Stated problem:
Write out every line of the material exactly as it appears.

Location annotation dataset excerpts
+-------+

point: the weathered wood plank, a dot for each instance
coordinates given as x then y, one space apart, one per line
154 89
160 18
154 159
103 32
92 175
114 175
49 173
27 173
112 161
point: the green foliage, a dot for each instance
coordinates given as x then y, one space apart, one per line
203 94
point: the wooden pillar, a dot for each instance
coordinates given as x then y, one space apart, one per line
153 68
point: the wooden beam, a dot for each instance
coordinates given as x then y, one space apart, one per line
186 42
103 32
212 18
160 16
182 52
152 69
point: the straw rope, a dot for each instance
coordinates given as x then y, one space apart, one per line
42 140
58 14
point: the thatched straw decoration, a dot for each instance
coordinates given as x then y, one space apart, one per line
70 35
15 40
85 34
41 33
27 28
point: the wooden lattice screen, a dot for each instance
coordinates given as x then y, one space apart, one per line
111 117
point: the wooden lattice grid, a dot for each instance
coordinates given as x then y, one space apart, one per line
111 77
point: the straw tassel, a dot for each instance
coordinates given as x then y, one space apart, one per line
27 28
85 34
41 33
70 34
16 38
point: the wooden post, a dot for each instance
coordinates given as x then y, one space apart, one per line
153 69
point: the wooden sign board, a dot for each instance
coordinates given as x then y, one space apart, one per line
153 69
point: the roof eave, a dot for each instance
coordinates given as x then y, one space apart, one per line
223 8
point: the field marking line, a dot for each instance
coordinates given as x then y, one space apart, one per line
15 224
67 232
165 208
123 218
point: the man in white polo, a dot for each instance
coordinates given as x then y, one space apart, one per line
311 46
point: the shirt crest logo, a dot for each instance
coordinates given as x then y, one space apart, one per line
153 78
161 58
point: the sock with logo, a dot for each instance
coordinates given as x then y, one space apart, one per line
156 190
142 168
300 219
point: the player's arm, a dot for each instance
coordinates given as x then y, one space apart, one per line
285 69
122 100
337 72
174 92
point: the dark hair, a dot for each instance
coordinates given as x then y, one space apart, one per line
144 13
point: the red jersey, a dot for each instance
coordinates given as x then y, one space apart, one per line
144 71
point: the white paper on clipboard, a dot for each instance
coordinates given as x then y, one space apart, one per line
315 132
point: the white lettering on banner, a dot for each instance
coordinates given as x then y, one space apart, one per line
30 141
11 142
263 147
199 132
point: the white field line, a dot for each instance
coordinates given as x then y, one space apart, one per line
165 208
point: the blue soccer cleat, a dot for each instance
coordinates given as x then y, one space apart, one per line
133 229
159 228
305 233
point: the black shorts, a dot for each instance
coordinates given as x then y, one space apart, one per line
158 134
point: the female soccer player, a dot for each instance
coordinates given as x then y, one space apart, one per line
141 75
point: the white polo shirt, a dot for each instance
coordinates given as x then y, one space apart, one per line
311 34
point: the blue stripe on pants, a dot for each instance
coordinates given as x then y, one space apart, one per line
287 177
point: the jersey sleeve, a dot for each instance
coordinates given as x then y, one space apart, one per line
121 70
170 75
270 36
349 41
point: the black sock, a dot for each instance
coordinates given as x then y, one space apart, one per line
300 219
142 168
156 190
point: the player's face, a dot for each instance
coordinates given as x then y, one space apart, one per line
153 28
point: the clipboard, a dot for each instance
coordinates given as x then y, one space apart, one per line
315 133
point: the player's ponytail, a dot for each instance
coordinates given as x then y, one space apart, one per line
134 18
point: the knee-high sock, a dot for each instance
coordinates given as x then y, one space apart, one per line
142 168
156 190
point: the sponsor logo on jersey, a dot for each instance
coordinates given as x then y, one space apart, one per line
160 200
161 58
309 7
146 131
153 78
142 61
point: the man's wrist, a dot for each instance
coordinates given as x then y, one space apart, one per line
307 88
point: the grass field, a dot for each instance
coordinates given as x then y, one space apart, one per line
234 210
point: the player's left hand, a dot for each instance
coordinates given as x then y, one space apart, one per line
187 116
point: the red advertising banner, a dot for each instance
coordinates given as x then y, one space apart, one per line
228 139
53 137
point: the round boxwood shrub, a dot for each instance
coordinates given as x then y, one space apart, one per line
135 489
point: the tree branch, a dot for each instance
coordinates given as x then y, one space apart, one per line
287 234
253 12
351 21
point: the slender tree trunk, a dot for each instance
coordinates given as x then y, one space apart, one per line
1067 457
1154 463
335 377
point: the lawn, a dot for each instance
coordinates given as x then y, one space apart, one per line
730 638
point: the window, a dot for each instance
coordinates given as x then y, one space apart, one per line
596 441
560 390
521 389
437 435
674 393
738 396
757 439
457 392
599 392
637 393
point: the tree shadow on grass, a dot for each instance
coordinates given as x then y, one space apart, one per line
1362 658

+-------+

Complete answer:
point: the weathered wood plank, a dot for each instance
coordinates given as x then y, one space apart, one per line
154 89
160 18
154 159
103 32
92 175
114 175
49 173
27 173
112 161
point: the green foliage, a dot for each instance
coordinates given as x then y, one space apart, one per line
203 94
point: the wooden pillar, a dot for each instance
coordinates given as x then y, one space apart, one per line
153 68
point: the wooden beam, a dot for each instance
coordinates given as x then y, one space apart, one per line
186 42
103 32
212 18
160 16
182 52
152 69
point: the straw rope, a dot for each instance
coordinates given as x then y, one space apart, one per line
42 140
58 14
point: the thatched straw decoration, a dot for each instance
coordinates given as x then y, one space apart, one per line
70 35
15 40
85 34
41 33
27 28
point: the wooden lattice screen, a dot for each instance
coordinates given as x then y, one space apart, one per line
111 117
point: the wooden lattice grid, a dot for each instance
coordinates given as x then y, one space apart, one per line
111 77
point: the straw tassel, a dot for each instance
coordinates given as x then y, one space apart, one per line
27 28
85 34
41 33
70 34
16 38
point: the wooden post, a dot for each instance
coordinates given as x then y, one space apart, one per line
153 69
point: the wooden sign board, a dot for each instance
coordinates given as x then y, one space apart, one per line
153 69
point: the roof eave, a dot for each instance
coordinates given as x then y, one space apart, one per line
223 8
point: the field marking line, a dot for each instance
coordinates given as x then y, one space apart, one per line
15 224
67 232
165 208
123 218
point: the man in white polo, a dot for each instance
coordinates given as x then y, one space apart, one per line
311 46
point: the shirt crest logo, a dot for each instance
coordinates given as x then y, one space apart, one per line
153 78
161 58
point: the sock with logo, a dot for each instance
coordinates given as x then y, one space apart, one per line
156 190
142 168
300 219
point: the player's arm, a dot for each instance
coordinates given as x then y, one space apart, one per line
285 69
122 100
337 72
174 92
point: the dark hair, a dot for each instance
coordinates given as x then y, one space apart, one per line
144 13
point: the red jersey, a dot for each instance
coordinates given as x then y, one space apart, one per line
144 71
point: the white paper on clipboard, a dot for each instance
coordinates given as x then y, one space apart, one per line
315 132
point: the white lettering on banner, a dot for each instance
coordinates given as x then y, one space apart, one per line
30 141
11 142
263 147
199 132
point: the white field line, a dot for each instance
coordinates given as x then y, one space apart, one per line
165 208
point: the blue soccer cleat, a dot for each instance
coordinates given as x then y, one space apart, one per line
133 229
159 228
305 233
point: the black shorts, a dot for each instance
coordinates given as x then y, one space apart, one per line
158 134
point: the female soccer player, a dot for each instance
coordinates given as x then y, one space apart, one per line
141 75
point: the white polo shirt, a dot for each instance
coordinates given as x then y, one space apart, one per line
311 34
point: the blue stripe on pants, a dot for each instance
coordinates given as x then y, one space apart, one per line
287 177
point: the jersey sleeve, a dot for each instance
coordinates given as x then y, one space apart, one per line
121 70
170 75
270 36
349 41
point: the black sock, a dot for each instance
coordinates given as x then y, one space apart, one per line
300 219
142 168
156 190
point: the player's face, a dot for each instance
coordinates given as x then y, one space apart, one per line
153 28
point: the clipboard, a dot for each instance
coordinates given as x then y, one space apart, one per line
315 133
point: the player's ponytail, a dot for each instance
coordinates given as x then y, one space apart, one per line
134 18
point: the knee-high sock, a dot for each instance
coordinates given as x then y, one space apart, one per line
142 168
156 190
point: the sponsor logo on jersey, a dot for each instance
coordinates given as x then y, one space apart, one per line
160 200
161 58
309 7
146 131
153 78
142 61
point: the man's wrist, a dot for each instance
coordinates given as x then y, one space apart, one per line
307 88
point: the grass field, a dot for each instance
coordinates given as x then y, one space apart, one per line
234 210
point: the player's left hand, a dot for each instance
coordinates given as x then y, one space apart, one per line
187 116
point: the red advertising banner, a dot for each instance
coordinates given as x then y, one space apart, one per line
228 139
53 137
point: the round boxwood shrub, a dot for each instance
coordinates given as x then y, one space apart, one per line
135 489
point: the tree branch, a dot for each instance
coordinates given as x then y, one space apart, one per line
287 234
253 12
351 21
point: the slender tree trunk, a dot for each instance
coordinates given as x then y, one space apart, one per line
1067 457
1154 463
335 377
point: the lawn, a dot for each instance
coordinates given as x then y, one space apart, one per line
730 638
point: the window, a dot for each instance
coordinates given as x then y, one space apart, one per line
596 441
560 390
521 389
437 435
674 393
738 396
757 439
457 392
599 392
637 393
point: the tree shadow on grass, a dot for each instance
coordinates given as x then y, one space apart, one per line
1362 658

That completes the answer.